-- The problem --
Across the entries below, work out how many lines contain "white". Please give the number only.

-- Records provided --
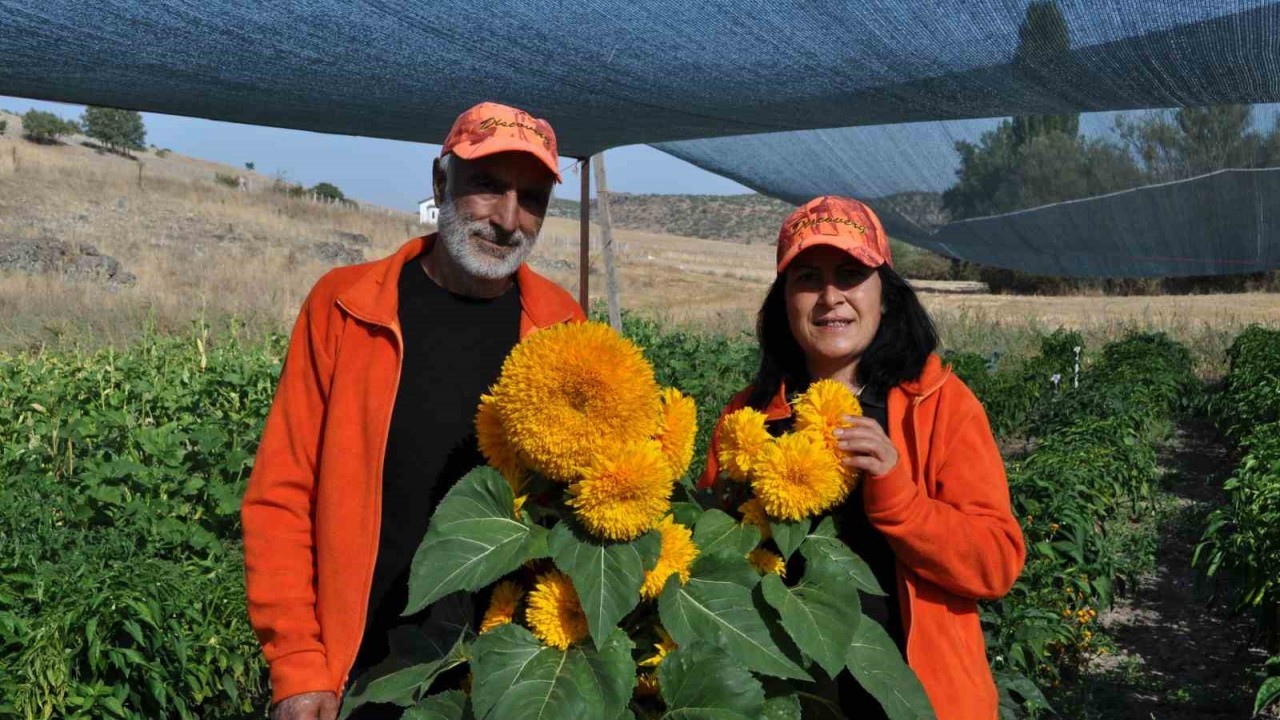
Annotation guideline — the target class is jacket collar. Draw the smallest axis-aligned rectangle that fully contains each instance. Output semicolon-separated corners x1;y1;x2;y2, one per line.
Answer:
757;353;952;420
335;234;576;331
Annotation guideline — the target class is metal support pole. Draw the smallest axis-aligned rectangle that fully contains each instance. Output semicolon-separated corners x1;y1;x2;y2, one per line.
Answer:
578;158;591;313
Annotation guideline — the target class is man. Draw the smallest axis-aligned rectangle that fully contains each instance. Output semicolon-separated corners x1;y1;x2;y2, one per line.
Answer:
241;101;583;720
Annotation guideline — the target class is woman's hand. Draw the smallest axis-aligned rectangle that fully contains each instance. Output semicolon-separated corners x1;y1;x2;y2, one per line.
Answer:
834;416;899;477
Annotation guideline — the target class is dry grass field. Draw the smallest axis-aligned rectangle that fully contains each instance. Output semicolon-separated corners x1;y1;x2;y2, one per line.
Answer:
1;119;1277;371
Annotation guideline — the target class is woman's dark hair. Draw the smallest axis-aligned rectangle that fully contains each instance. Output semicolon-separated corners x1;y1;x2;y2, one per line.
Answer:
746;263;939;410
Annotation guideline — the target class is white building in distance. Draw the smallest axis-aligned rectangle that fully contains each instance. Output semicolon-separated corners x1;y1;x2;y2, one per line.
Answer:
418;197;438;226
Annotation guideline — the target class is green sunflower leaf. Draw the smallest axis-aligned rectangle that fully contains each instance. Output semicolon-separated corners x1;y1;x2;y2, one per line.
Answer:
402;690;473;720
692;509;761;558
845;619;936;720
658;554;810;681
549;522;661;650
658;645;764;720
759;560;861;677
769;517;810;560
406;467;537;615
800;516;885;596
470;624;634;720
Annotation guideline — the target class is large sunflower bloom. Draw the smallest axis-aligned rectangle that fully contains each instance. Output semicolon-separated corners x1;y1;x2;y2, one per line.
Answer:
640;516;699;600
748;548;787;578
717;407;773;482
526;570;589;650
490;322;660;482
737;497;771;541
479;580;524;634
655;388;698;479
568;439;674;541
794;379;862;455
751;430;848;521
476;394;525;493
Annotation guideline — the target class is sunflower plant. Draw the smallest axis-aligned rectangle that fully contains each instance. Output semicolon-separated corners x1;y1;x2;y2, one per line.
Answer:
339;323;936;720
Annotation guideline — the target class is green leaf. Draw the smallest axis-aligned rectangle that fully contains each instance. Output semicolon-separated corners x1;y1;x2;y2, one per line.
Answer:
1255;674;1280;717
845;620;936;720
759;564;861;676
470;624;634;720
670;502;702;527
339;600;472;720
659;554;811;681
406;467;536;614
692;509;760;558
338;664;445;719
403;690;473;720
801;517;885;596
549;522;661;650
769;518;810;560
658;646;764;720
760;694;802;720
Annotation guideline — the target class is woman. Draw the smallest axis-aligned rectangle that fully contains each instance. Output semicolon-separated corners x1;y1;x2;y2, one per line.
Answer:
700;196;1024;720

...

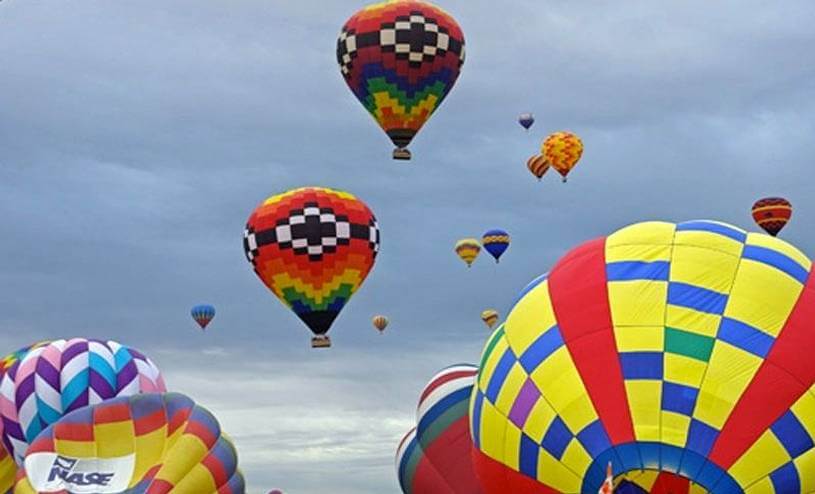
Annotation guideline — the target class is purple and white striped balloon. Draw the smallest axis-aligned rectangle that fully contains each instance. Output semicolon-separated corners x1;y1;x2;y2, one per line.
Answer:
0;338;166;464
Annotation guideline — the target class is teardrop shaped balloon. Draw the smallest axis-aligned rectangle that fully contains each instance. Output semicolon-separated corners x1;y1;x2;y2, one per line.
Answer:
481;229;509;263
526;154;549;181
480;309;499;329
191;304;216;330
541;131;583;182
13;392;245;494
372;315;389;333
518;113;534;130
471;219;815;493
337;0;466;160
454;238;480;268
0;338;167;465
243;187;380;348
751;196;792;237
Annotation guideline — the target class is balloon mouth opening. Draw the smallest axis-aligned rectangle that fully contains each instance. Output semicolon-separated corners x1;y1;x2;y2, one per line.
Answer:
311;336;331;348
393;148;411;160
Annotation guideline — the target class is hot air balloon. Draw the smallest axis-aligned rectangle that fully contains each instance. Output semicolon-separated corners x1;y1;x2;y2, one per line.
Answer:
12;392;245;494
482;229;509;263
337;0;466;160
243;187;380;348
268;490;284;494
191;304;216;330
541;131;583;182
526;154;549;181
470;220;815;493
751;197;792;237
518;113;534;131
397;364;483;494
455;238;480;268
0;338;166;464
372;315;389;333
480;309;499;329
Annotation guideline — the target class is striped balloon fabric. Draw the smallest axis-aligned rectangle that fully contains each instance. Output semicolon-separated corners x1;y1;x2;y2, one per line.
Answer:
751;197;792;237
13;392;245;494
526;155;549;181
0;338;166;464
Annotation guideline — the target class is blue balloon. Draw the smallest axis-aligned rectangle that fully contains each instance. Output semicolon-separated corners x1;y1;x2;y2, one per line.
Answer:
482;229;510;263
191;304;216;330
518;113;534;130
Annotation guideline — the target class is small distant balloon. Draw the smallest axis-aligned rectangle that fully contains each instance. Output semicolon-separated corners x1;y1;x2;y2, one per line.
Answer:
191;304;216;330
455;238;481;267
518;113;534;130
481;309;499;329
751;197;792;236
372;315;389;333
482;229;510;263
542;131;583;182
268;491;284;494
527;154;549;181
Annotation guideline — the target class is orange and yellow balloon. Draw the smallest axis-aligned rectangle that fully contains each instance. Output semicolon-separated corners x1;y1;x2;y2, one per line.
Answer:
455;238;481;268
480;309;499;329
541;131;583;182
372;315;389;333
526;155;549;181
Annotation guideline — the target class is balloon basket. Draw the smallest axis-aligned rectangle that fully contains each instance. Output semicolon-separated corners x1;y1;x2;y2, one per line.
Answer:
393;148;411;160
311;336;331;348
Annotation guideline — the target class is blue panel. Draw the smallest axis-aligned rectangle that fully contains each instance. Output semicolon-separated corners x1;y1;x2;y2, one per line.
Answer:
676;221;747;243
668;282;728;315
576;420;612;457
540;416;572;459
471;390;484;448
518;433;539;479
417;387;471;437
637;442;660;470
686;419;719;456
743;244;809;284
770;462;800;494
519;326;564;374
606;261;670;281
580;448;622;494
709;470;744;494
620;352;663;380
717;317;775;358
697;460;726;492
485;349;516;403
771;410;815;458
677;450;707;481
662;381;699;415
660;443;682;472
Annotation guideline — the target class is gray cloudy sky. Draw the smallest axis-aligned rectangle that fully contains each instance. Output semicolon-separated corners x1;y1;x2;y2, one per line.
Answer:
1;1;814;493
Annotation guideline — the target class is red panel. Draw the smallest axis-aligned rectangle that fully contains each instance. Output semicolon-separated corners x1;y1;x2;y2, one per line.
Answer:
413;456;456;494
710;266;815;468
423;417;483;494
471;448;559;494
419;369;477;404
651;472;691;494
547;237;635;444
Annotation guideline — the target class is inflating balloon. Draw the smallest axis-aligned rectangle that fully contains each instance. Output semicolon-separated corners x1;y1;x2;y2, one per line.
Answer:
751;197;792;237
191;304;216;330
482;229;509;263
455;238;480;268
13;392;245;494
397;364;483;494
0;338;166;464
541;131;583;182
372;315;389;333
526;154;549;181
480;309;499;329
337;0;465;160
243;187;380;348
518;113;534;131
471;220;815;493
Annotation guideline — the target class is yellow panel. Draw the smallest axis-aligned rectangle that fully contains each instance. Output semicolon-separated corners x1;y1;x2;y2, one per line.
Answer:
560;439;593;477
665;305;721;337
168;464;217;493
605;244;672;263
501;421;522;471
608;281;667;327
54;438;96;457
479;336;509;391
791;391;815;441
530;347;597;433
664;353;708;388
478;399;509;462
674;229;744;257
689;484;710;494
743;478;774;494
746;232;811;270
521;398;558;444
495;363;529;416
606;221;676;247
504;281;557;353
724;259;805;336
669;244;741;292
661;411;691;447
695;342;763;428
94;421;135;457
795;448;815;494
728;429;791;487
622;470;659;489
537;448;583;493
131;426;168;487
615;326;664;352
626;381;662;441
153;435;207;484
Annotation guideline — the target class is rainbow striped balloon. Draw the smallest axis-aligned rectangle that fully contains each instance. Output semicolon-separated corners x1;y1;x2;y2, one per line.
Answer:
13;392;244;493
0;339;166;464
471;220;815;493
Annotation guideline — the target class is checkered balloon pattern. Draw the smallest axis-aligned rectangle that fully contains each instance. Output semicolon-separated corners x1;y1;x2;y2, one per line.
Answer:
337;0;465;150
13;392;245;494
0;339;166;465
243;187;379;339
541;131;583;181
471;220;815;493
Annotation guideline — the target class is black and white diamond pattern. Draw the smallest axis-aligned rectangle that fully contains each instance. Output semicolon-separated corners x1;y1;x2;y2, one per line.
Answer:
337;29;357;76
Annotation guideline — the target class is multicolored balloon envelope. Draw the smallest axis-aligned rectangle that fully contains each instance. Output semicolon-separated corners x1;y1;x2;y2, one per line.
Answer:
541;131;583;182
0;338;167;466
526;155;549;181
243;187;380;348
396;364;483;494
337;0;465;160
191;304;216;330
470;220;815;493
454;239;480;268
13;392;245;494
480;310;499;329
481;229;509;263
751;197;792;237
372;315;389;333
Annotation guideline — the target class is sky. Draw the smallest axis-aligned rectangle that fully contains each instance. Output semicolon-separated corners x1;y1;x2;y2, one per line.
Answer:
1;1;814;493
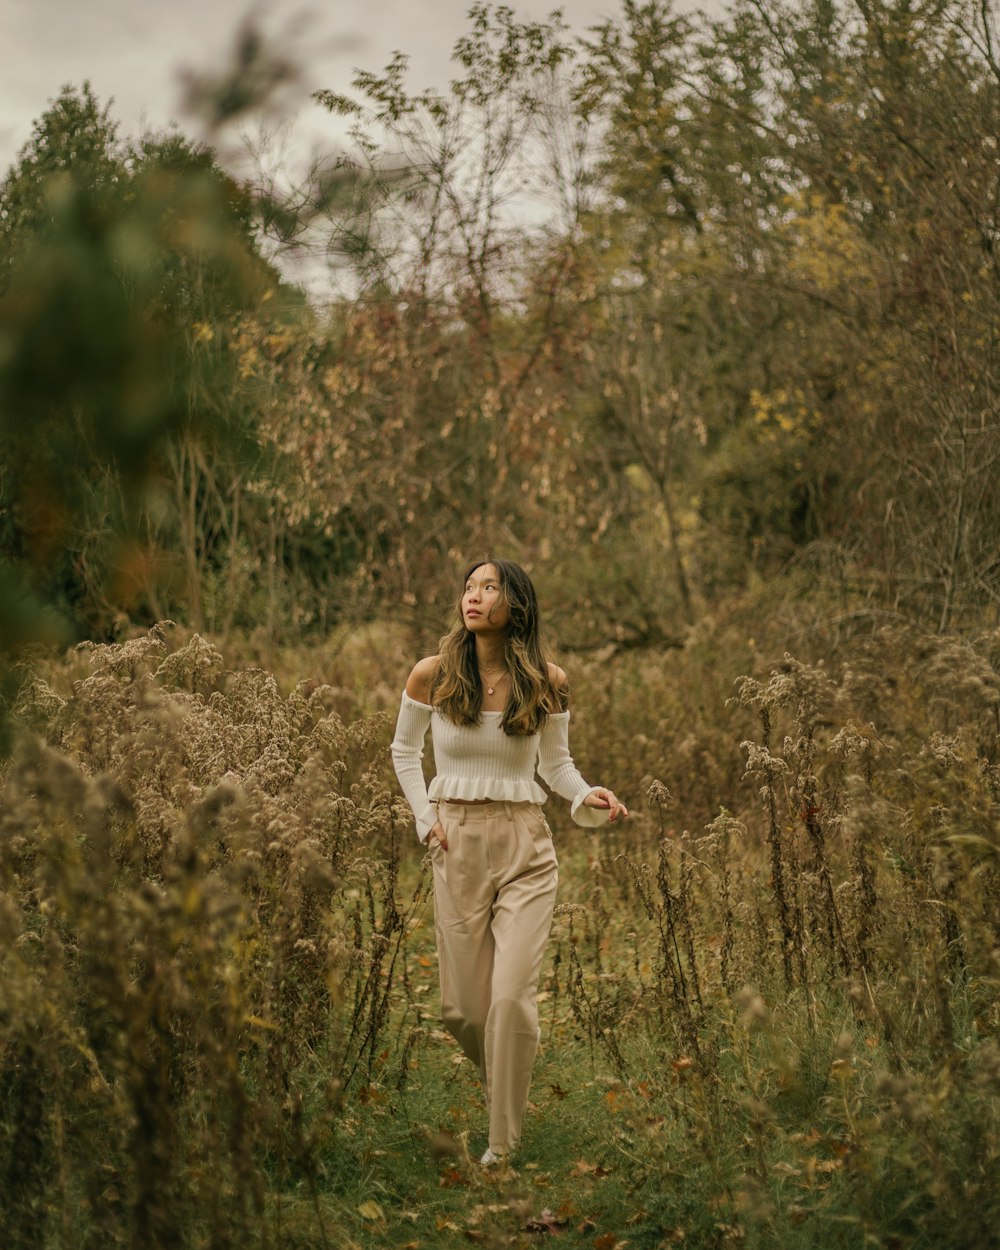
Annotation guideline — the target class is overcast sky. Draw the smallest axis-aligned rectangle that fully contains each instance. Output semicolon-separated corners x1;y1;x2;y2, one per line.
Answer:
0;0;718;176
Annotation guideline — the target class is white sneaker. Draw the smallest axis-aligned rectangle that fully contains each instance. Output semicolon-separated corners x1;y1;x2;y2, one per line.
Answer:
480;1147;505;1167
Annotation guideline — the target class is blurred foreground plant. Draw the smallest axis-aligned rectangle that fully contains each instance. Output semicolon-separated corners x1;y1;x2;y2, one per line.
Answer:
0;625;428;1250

---

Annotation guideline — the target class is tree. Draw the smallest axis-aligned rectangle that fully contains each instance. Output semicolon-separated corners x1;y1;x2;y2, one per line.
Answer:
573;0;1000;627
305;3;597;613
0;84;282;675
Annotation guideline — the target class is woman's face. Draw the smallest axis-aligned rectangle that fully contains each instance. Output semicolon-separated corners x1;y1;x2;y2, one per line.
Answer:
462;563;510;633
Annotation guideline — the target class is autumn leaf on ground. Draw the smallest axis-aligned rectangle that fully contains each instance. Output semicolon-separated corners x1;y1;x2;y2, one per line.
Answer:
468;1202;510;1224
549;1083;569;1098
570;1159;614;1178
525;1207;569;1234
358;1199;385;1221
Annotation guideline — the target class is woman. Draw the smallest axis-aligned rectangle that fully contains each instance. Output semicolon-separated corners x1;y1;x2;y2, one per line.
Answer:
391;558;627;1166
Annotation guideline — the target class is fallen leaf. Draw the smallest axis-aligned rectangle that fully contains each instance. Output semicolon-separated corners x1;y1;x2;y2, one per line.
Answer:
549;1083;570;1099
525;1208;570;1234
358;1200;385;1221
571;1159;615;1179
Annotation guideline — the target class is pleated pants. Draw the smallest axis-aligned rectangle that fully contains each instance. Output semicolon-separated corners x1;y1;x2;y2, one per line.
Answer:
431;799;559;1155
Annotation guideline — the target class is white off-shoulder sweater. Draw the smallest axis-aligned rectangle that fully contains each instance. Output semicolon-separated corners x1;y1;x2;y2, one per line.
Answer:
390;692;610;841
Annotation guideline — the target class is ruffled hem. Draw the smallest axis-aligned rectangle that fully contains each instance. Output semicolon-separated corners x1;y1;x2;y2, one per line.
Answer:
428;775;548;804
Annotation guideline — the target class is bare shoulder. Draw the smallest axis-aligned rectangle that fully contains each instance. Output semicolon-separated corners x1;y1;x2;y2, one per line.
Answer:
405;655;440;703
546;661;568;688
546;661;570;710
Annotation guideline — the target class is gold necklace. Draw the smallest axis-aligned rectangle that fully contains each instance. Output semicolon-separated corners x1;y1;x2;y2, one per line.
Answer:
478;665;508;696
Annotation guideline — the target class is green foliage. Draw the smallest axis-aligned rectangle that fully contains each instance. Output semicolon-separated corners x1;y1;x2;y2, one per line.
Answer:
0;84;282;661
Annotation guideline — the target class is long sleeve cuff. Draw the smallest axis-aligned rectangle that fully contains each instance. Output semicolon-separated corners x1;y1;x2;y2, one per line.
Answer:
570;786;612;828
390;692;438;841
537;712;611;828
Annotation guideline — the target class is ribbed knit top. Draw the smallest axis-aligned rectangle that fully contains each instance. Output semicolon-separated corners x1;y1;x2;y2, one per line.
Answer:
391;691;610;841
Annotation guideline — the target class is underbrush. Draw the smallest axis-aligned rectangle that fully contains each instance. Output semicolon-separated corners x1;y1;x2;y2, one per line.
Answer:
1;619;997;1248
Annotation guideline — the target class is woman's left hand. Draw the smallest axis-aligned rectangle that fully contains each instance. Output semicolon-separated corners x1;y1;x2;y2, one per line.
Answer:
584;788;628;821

-- Completed exercise --
5